**Required task:**
Copy out every line in the listing below that contains the word "heart".

**Records provided:**
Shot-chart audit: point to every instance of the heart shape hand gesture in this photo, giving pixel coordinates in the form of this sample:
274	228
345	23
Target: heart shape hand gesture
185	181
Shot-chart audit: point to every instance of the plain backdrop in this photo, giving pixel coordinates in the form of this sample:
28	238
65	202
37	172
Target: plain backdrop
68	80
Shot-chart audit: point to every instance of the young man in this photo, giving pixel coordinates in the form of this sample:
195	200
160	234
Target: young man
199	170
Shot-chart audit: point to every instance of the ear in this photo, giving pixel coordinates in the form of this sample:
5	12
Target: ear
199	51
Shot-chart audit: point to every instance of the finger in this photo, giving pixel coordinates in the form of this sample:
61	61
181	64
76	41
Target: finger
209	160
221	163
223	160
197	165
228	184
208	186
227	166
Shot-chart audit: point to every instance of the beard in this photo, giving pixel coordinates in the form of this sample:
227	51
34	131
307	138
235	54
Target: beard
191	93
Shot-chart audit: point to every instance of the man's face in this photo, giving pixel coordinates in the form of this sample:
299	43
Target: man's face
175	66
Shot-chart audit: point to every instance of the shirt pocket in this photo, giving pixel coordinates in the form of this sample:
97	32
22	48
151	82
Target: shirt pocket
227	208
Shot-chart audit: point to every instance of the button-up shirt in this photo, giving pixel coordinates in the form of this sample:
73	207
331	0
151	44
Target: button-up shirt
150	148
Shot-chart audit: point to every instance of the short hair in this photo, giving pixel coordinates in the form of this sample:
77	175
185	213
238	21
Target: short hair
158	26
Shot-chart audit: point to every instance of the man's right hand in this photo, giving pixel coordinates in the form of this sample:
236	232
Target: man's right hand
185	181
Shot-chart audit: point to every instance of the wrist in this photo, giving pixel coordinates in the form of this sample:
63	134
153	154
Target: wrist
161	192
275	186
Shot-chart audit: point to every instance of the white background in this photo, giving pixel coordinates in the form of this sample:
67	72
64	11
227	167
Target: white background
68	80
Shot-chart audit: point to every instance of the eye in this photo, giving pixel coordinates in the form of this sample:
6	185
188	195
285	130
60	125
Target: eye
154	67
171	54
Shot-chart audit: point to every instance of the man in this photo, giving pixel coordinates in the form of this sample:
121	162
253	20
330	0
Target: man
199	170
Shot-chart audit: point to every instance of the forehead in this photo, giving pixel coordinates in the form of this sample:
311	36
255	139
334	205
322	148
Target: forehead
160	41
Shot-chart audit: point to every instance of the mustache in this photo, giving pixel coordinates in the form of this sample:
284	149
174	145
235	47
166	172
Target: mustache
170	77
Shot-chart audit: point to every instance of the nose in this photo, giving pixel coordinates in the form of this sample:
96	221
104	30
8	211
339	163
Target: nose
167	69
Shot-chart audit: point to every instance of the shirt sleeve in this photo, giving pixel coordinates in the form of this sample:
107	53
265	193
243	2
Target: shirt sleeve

...

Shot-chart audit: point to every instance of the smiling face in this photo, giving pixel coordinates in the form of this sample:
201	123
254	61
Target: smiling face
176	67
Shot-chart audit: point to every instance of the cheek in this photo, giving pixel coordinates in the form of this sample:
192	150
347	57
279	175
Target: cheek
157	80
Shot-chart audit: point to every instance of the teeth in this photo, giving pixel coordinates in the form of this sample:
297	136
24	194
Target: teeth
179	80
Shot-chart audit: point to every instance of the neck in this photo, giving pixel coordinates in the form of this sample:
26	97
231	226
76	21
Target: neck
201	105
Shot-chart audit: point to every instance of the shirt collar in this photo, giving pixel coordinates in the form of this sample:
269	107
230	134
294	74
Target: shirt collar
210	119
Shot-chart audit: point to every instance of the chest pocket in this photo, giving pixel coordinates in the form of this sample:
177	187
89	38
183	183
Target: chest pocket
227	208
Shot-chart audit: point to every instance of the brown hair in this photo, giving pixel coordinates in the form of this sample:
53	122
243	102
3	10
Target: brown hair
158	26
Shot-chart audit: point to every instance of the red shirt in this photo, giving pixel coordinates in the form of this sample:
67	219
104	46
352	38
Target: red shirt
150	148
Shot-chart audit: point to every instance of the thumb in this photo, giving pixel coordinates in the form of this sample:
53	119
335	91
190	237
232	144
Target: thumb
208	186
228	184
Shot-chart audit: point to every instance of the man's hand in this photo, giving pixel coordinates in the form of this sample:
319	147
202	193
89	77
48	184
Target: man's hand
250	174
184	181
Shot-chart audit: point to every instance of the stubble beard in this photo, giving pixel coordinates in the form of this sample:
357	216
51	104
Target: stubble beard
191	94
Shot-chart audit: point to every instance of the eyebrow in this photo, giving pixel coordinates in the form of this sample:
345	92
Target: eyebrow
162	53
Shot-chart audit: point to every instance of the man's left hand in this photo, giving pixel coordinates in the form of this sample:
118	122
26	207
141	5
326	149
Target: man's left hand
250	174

**Completed exercise:**
Shot-chart audit: point to every instance of the heart shape hand gesture in this photo, giving pixel coordinates in the form of this sample:
Target: heart shape hand gesture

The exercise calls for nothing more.